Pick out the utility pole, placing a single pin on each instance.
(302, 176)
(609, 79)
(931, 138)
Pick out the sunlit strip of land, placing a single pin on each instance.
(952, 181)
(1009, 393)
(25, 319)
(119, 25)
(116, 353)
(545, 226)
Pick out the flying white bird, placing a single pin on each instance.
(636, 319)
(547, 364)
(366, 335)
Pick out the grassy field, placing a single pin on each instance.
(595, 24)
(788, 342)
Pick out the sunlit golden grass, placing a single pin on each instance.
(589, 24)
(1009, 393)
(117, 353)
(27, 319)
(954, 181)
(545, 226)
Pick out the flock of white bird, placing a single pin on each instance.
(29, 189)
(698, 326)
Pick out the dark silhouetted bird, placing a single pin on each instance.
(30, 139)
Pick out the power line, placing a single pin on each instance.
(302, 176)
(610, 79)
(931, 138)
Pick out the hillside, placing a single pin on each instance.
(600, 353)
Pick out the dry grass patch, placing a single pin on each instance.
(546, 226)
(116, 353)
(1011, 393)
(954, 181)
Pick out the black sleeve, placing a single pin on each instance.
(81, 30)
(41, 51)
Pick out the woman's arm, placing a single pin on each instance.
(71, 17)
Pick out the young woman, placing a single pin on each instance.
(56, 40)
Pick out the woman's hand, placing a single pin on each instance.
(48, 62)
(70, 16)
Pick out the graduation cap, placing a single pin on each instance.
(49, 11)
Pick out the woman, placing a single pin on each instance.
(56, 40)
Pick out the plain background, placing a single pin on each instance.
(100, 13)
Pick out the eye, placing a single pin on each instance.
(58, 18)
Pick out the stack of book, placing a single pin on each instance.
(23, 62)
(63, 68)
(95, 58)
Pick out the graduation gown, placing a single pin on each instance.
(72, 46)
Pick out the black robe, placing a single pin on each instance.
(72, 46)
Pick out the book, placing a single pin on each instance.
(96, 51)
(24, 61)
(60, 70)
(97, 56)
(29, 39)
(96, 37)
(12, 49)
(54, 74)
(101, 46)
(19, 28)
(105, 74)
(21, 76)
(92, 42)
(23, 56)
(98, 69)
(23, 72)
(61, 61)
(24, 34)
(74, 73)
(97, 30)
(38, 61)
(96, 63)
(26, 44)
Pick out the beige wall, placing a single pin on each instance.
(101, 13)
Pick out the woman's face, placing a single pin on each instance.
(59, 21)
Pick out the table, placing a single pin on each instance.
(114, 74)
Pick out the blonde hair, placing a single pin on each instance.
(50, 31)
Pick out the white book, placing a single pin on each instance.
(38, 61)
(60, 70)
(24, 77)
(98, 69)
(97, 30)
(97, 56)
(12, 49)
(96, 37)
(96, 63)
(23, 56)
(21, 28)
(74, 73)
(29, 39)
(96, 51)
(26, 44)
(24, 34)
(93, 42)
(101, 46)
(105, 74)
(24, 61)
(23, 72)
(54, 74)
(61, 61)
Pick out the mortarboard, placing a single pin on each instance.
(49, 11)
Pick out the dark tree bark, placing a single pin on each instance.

----------

Reproduce the records above exactly, starting with the line that contains "Pick out the flock" and ending with the last line.

Pick out the flock of white bird, placing a single pin on each instance.
(29, 189)
(698, 326)
Pick out the dark silhouetted bird, placing a single pin on each instance.
(30, 139)
Pick out the power line, placing a single pin on each instance.
(302, 176)
(610, 79)
(931, 138)
Pick out the hillside, placing a single pin on each instance.
(600, 353)
Pick out the dry grass patch, placing a single pin on each instance.
(546, 226)
(116, 353)
(1011, 393)
(954, 181)
Pick out the black sleeve, placing a single pin on each instance.
(81, 30)
(41, 51)
Pick out the woman's arm, placing a single pin on each instance.
(71, 17)
Pick out the young woman, placing a single pin on each instance.
(56, 40)
Pick out the woman's hand, placing a single pin on each instance.
(48, 62)
(70, 16)
Pick out the graduation cap, placing a single pin on each instance.
(49, 11)
Pick out the woman, placing a single pin on each instance.
(56, 40)
Pick out the plain background, placing a single pin on each instance.
(100, 13)
Pick out the eye, placing a single pin on each instance.
(58, 18)
Pick out the stack of book, placing a single pin on each instance.
(23, 62)
(63, 68)
(95, 58)
Pick out the graduation gown, placing a single pin on each instance.
(72, 46)
Pick out the black robe, placing a single pin on each instance.
(72, 46)
Pick out the book, placing a single pin on each instance.
(96, 51)
(24, 61)
(60, 70)
(97, 56)
(29, 39)
(96, 37)
(12, 49)
(54, 74)
(101, 46)
(19, 28)
(105, 74)
(21, 76)
(92, 42)
(23, 56)
(98, 69)
(23, 72)
(61, 61)
(24, 34)
(74, 73)
(97, 30)
(38, 61)
(96, 63)
(26, 44)
Pick out the beige wall, placing a single pin on each instance.
(101, 13)
Pick out the woman's face, placing a single pin on each instance.
(59, 21)
Pick out the table, placing a single pin on each instance.
(114, 74)
Pick out the blonde hair, placing a single pin on each instance.
(50, 31)
Pick out the white book, placing a single pin on each instance.
(38, 61)
(60, 70)
(24, 77)
(98, 69)
(97, 30)
(97, 56)
(12, 49)
(96, 37)
(96, 63)
(23, 56)
(21, 28)
(74, 73)
(29, 39)
(96, 51)
(26, 44)
(24, 34)
(93, 42)
(101, 46)
(105, 74)
(24, 61)
(23, 72)
(54, 74)
(61, 61)
Pick out the mortarboard, placing a single pin on each instance.
(49, 11)
Pick out the dark tree bark, placing a single pin on each instance.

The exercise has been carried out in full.